------ Input data

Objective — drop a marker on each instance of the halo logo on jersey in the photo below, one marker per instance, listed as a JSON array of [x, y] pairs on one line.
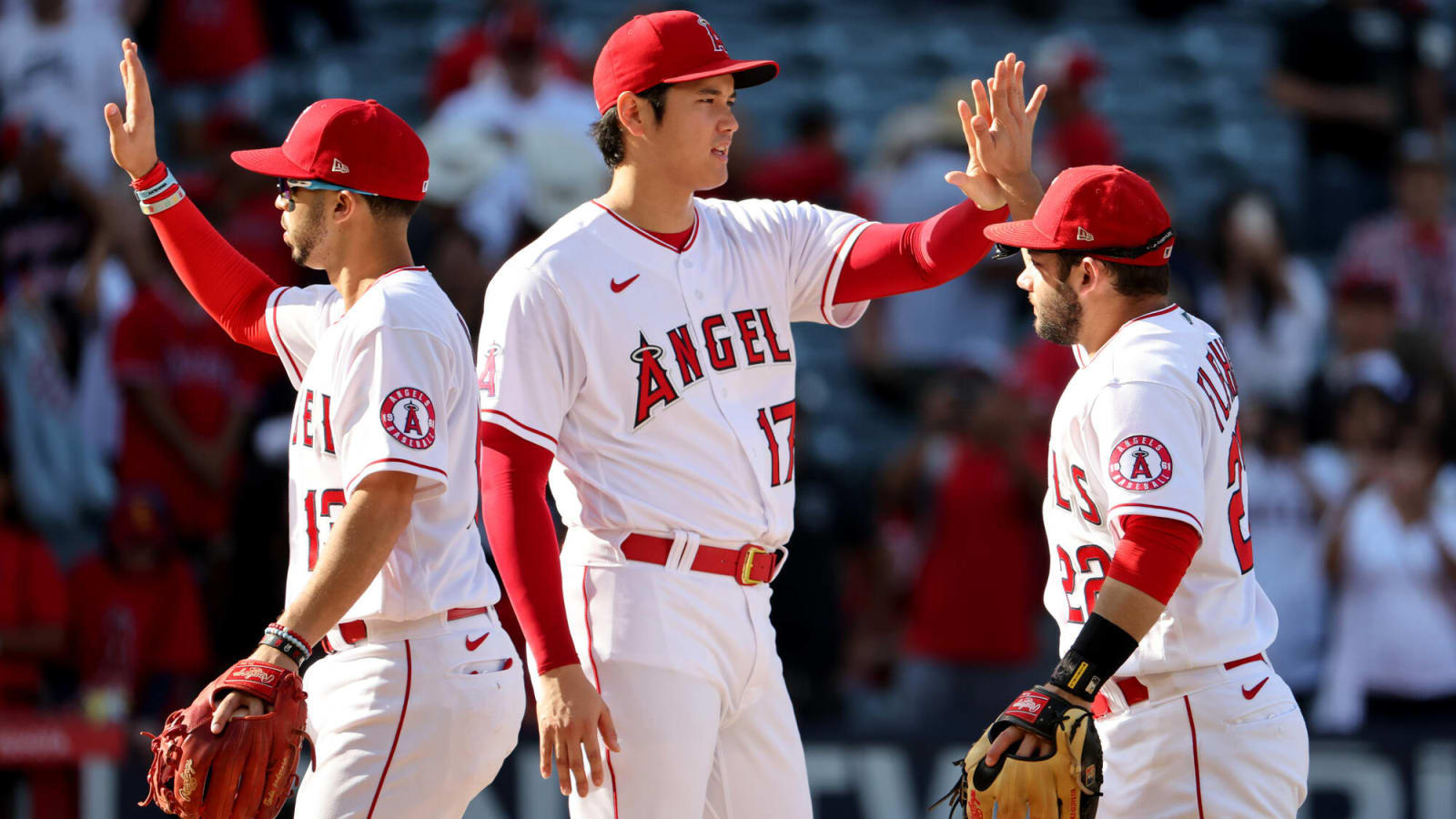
[[1140, 464], [492, 354], [410, 417]]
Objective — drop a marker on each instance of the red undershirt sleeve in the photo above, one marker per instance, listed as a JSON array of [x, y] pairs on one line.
[[232, 288], [523, 540], [900, 258], [1154, 554]]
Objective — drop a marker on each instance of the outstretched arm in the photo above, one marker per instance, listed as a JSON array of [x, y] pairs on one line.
[[232, 288]]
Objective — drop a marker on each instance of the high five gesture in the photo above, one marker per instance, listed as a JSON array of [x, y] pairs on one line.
[[997, 136]]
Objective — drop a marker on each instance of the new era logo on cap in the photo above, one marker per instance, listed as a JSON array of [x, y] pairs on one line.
[[713, 35]]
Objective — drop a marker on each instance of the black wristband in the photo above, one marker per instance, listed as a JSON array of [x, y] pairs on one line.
[[286, 646], [1094, 658]]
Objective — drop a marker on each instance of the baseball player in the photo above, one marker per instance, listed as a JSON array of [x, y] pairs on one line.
[[1164, 625], [640, 356], [420, 697]]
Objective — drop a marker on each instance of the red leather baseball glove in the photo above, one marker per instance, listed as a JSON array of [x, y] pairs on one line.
[[248, 770]]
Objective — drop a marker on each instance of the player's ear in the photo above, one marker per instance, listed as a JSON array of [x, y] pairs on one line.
[[1087, 274], [347, 205], [631, 109]]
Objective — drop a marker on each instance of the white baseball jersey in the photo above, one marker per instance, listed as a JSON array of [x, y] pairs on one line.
[[385, 387], [1150, 426], [662, 379]]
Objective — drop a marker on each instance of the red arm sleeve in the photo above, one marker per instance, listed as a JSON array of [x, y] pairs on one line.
[[523, 540], [899, 258], [232, 288], [1154, 554]]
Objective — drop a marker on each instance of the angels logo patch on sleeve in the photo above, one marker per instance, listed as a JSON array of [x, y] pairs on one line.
[[410, 417], [1140, 464]]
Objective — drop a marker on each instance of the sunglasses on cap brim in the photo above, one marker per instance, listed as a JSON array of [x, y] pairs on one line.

------------

Given problem
Switch "drop a marker" to "place a point" throughout the lines above, and reproduce all of the lines with everything else unchanged. Leave the pictures out of your answer.

Reply
Objective — place a point on each instance of the halo logo on jersey in the photo below, one marker per instance, listed as a JSON array of [x, y] pairs on one line.
[[1140, 464], [492, 354], [410, 417]]
Objective — place a point on each instance of the red undershirt sleeve in the photo above, one marker per instance, listed as a JSON array of [x, y] pairs on one line.
[[232, 288], [523, 540], [900, 258], [1154, 554]]
Objective — place a point on each instance of the outstretched arm in the photo above, one marker per instance, listed as a JSON array of [x, y] pairs on one line.
[[232, 288]]
Objective — place a point on each instance of the high five gesture in the photo above, one marker per instance, listed as a JSON array of [x, y] pairs on one line.
[[997, 136]]
Objective — place a point on each instance of the new era logo on cap in the photo above, one marker per instance, listed as a JSON array of [x, y] pairs on one line.
[[713, 35]]
Objective — place a point on each instance of the black wristband in the photo above, one marker per instance, listed as a JSON array of [x, y] pairs on one line.
[[286, 646], [1094, 658]]
Objective — place a point on each instance of the baseball player in the photo above, one marker per instance, listed as a JSON array of [x, y] pairs on one line.
[[1164, 625], [640, 356], [420, 697]]
Objective — place a point on each instance of the red leather baseball glove in the photo above, one marker per instance, listed as a JSON array of [x, y] pairs on one line.
[[248, 770]]
Objective — place a point on each instance of the player's ear in the photo above, one marker per instance, listed as a JSON array of [x, y] pairs on one line.
[[1087, 274], [347, 205], [631, 109]]
Objective — place a point on each instance of the white baseball jersey in the photo above, one marker per instance, listed as a JSON array of [x, y] pairs on one line.
[[385, 387], [1150, 426], [662, 379]]
Objective — place a point on each instance of the red arm sleeve in the photo above, one marker per instance, listed as a JSON array of [x, y] pairs on one line.
[[523, 540], [899, 258], [232, 288], [1154, 554]]
Objective — place a point on each instance of the angels logo patch on sleeve in the photo above, one marker per instance, listed as a JSON array of [x, y] pairs on one line.
[[410, 417], [1140, 464]]
Objective — place a point on each instance of the sunglasses on cap brim in the photo above, one marker per instance, listed as a JSON array of [x, y] pairs on one line.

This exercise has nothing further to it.